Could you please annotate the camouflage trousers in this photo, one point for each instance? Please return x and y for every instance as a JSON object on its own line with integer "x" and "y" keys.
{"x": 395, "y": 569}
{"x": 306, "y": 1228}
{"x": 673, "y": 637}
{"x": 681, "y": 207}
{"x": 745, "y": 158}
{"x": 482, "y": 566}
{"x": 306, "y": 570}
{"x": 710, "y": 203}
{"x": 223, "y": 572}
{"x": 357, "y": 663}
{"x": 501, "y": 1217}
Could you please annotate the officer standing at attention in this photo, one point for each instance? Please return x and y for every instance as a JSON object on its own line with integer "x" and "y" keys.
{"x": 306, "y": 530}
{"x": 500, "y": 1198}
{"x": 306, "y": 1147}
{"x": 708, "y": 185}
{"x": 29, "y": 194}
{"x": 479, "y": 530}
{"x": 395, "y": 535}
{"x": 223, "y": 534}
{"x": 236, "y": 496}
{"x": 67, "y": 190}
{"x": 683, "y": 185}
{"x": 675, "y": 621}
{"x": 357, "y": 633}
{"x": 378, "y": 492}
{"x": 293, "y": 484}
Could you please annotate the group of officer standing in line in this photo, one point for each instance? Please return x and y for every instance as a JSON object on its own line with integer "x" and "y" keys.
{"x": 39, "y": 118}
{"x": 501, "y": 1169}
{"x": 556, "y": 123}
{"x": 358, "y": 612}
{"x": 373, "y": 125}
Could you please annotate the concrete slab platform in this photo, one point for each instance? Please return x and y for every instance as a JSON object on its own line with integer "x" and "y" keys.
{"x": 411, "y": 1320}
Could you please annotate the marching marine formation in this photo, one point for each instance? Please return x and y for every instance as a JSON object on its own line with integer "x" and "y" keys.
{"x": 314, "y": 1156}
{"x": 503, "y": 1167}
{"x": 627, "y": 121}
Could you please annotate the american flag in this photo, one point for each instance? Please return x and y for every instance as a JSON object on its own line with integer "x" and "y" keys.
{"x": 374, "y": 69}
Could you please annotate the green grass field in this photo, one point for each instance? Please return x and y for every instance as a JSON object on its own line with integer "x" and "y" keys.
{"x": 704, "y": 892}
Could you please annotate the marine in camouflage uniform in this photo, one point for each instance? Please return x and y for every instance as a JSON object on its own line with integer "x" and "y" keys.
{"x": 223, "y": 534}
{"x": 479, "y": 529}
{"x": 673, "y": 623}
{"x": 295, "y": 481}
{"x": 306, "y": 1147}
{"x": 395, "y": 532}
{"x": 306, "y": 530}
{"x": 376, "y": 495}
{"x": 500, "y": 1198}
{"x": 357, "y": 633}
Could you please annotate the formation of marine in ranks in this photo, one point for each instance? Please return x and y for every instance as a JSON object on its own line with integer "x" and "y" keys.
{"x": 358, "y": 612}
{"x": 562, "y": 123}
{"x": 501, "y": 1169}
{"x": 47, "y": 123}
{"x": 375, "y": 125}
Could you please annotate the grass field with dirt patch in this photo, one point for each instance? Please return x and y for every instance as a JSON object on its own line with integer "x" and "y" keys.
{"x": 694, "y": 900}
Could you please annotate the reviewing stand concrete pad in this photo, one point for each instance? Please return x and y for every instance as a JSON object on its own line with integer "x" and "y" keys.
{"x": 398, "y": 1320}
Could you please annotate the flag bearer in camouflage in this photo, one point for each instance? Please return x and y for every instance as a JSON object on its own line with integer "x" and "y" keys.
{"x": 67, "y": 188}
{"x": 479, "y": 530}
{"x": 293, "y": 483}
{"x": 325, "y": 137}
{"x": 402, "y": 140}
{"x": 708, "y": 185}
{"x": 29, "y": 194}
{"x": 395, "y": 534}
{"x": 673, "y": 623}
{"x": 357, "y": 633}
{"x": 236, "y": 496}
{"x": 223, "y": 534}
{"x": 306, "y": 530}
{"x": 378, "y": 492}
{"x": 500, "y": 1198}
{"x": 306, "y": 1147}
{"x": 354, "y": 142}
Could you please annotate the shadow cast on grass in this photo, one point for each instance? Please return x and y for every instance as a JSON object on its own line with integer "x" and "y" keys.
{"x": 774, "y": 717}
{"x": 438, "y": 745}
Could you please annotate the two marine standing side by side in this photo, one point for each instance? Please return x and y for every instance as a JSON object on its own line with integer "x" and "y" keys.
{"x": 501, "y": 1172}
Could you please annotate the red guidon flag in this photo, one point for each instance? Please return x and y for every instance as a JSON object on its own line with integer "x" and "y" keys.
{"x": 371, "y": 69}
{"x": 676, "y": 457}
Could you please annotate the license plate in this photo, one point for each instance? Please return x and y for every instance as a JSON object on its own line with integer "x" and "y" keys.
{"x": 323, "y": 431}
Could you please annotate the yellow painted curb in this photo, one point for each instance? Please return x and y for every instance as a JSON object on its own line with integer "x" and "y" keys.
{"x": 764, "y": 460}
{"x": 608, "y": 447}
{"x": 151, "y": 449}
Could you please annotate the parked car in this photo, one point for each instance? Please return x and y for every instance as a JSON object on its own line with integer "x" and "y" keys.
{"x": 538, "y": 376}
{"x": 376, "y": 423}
____
TASK BRIEF: When you transcribe the records above, keep every line exactly the same.

TASK OUTPUT:
Could you please annotate the camouflage trousers in this photo, one point for each instance? Please return x and y for every instance as a JSON object on its own line with integer "x" and "y" keys.
{"x": 395, "y": 569}
{"x": 306, "y": 1228}
{"x": 673, "y": 637}
{"x": 681, "y": 207}
{"x": 745, "y": 158}
{"x": 482, "y": 566}
{"x": 306, "y": 570}
{"x": 710, "y": 203}
{"x": 223, "y": 572}
{"x": 357, "y": 663}
{"x": 501, "y": 1217}
Could you please annotate the officer standing at attention in this photo, one point for each instance? Please return x and y for every instance as a JSON object on its own line with integer "x" and "y" keys.
{"x": 306, "y": 530}
{"x": 500, "y": 1198}
{"x": 306, "y": 1147}
{"x": 708, "y": 185}
{"x": 29, "y": 194}
{"x": 479, "y": 530}
{"x": 395, "y": 535}
{"x": 223, "y": 534}
{"x": 236, "y": 496}
{"x": 67, "y": 190}
{"x": 683, "y": 185}
{"x": 675, "y": 621}
{"x": 357, "y": 633}
{"x": 378, "y": 492}
{"x": 293, "y": 484}
Could you please annotate the group of officer standing in line in this photo, one point for each instance? Please return x and y for every instance as a JSON object on its own line with integer "x" and "y" keys.
{"x": 39, "y": 118}
{"x": 501, "y": 1169}
{"x": 556, "y": 123}
{"x": 358, "y": 612}
{"x": 373, "y": 125}
Could you please annotate the concrete slab platform in this photo, one point for each instance? Please return x and y for every instance as a JSON object on its own line with integer "x" and "y" keys.
{"x": 411, "y": 1320}
Could you please annotate the marching marine formation in this photo, one point for each instance? Please return x and y for every instance as a JSON object on its own line with integer "x" and "y" keys.
{"x": 314, "y": 1156}
{"x": 503, "y": 1167}
{"x": 627, "y": 121}
Could you please annotate the american flag in this photo, one point for each instance? Please return x and y for every instance as a JSON object on its own line with integer "x" and "y" keys.
{"x": 374, "y": 69}
Could you please annotate the green grass field in this photo, one point for each instance? Please return x and y for every instance as a JSON object on its own line with integer "x" and "y" keys.
{"x": 704, "y": 892}
Could you please annotate the marine in camouflage uniform in this photo, one point for each instance? Please return x and y for every instance as a JSON object on its own line with integer "x" and "y" keys.
{"x": 223, "y": 534}
{"x": 479, "y": 529}
{"x": 673, "y": 623}
{"x": 295, "y": 481}
{"x": 306, "y": 1147}
{"x": 395, "y": 532}
{"x": 306, "y": 530}
{"x": 376, "y": 495}
{"x": 500, "y": 1198}
{"x": 357, "y": 633}
Could you please annotate the formation of marine in ranks in this photo, one point for each instance? Please return x and y for every instance as a JSON object on its own line with integer "x" and "y" keys.
{"x": 358, "y": 612}
{"x": 562, "y": 123}
{"x": 501, "y": 1169}
{"x": 47, "y": 123}
{"x": 375, "y": 125}
Could you please annotate the grass field with dirt patch in this photo, one point for each instance? Please return x and y for every instance as a JSON object on its own line with integer "x" and "y" keys.
{"x": 694, "y": 900}
Could you please annotate the reviewing stand concrete pad in this photo, one point for each instance? Please return x and y for every instance as a JSON object on its own line with integer "x" and "y" keys.
{"x": 398, "y": 1320}
Could you please annotate the flag bearer in camouflage in this photo, one point for each instance? Please return x and y for every instance as a JSON object on its own line with integer "x" and "y" keys.
{"x": 67, "y": 188}
{"x": 479, "y": 530}
{"x": 293, "y": 483}
{"x": 325, "y": 137}
{"x": 402, "y": 140}
{"x": 708, "y": 185}
{"x": 29, "y": 194}
{"x": 395, "y": 534}
{"x": 673, "y": 623}
{"x": 357, "y": 633}
{"x": 236, "y": 496}
{"x": 223, "y": 534}
{"x": 306, "y": 530}
{"x": 378, "y": 492}
{"x": 500, "y": 1198}
{"x": 306, "y": 1147}
{"x": 354, "y": 142}
Could you please annotate the shadow cast on grass in this photo, one point for each instance? Please return x and y for every instance as a JSON object on its own line with integer "x" and "y" keys.
{"x": 774, "y": 717}
{"x": 438, "y": 745}
Could you please annotate the two marine standing side by side in this photo, one point for each instance? Please return x and y for every instance as a JSON object on its own line with integer "x" and "y" keys.
{"x": 501, "y": 1172}
Could you please annotate the red guidon flag in this photo, one point for each instance? Please return x and y for every instance as a JSON object on its own line with integer "x" and "y" keys.
{"x": 371, "y": 69}
{"x": 676, "y": 457}
Could you please annotate the license plate in this photo, one point for each instance? Please return x and y for every instance as a JSON object on its own line with integer "x" and "y" keys.
{"x": 323, "y": 431}
Could you please annotate the yellow painted curb in this photo, one point for each instance? Please return x and y for every instance as a JSON object on its own line with integer "x" and "y" keys.
{"x": 764, "y": 460}
{"x": 608, "y": 447}
{"x": 151, "y": 449}
Could you please annotate the parked car in this photo, one point for each instance? Please return x and y for every instance as a JSON object on its own line with integer "x" and "y" keys.
{"x": 538, "y": 376}
{"x": 376, "y": 423}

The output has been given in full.